Given records:
:::

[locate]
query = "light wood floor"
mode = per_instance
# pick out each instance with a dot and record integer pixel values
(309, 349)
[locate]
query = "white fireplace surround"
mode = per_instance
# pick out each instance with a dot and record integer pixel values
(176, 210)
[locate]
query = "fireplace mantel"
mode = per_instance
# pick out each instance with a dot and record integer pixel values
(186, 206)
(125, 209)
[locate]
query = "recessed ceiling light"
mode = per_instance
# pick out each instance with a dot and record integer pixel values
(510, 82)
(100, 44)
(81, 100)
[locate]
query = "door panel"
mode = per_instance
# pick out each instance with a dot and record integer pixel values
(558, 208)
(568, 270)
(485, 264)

:::

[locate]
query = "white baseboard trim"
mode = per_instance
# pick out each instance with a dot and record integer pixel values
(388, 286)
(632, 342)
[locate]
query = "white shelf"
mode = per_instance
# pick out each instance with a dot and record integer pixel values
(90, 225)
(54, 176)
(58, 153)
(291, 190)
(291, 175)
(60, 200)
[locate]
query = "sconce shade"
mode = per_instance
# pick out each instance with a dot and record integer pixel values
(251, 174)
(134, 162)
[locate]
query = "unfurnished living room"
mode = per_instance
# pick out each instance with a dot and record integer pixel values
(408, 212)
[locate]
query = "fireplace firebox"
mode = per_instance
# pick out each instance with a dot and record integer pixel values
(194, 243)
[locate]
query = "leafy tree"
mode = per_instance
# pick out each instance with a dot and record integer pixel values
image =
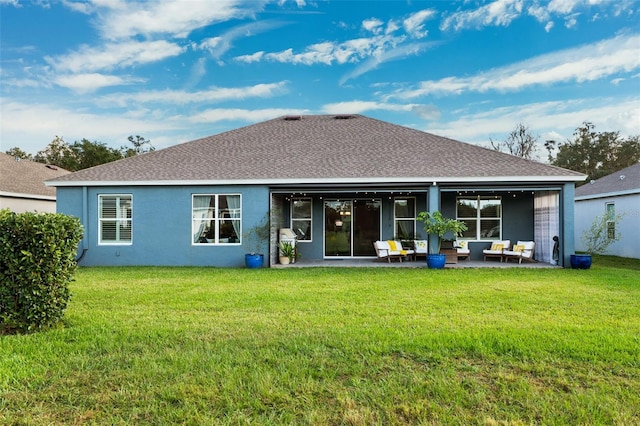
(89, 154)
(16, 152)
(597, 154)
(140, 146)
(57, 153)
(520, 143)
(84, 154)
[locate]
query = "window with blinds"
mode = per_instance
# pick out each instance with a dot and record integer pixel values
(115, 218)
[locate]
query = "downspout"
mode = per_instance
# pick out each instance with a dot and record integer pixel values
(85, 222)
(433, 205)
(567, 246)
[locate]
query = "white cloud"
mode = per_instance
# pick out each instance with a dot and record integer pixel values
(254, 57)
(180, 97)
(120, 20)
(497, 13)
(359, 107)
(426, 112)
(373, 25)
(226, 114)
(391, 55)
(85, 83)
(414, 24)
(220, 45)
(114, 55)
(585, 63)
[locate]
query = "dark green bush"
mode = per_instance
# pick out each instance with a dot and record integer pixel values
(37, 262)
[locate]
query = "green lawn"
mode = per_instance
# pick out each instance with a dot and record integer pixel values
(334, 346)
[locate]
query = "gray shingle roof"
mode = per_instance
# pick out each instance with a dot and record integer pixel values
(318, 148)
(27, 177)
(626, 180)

:::

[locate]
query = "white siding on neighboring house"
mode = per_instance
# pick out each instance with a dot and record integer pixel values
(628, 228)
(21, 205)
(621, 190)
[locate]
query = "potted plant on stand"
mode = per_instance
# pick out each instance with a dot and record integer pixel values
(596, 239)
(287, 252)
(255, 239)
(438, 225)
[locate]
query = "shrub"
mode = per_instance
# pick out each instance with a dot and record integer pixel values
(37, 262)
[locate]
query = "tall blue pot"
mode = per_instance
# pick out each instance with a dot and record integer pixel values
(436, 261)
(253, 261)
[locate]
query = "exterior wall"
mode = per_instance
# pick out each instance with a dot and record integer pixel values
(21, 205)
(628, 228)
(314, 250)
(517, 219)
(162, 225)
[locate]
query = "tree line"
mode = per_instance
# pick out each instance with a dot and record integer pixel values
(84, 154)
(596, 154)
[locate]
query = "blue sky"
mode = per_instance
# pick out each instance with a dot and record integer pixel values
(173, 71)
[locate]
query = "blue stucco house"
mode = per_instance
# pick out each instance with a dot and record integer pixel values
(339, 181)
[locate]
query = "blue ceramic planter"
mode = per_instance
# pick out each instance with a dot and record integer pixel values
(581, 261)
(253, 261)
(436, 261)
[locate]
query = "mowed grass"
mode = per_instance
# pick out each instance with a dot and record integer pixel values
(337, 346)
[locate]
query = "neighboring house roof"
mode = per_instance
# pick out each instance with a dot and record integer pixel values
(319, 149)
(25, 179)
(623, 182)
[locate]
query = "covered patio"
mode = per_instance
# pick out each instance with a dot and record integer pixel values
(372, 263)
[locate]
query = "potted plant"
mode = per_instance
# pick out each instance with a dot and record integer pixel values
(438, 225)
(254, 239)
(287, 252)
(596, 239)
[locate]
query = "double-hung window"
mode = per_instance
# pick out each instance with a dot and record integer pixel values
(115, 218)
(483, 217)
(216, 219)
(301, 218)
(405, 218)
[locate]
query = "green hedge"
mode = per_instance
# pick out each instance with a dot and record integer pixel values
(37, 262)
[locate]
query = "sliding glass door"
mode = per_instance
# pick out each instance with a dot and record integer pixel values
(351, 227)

:::

Task statement:
Show every line of the records that contains the word "house", copying each line in full. Case counts.

Written reply:
query = "white siding on neighboring house"
query = "blue stucco house"
query = "neighboring house roof"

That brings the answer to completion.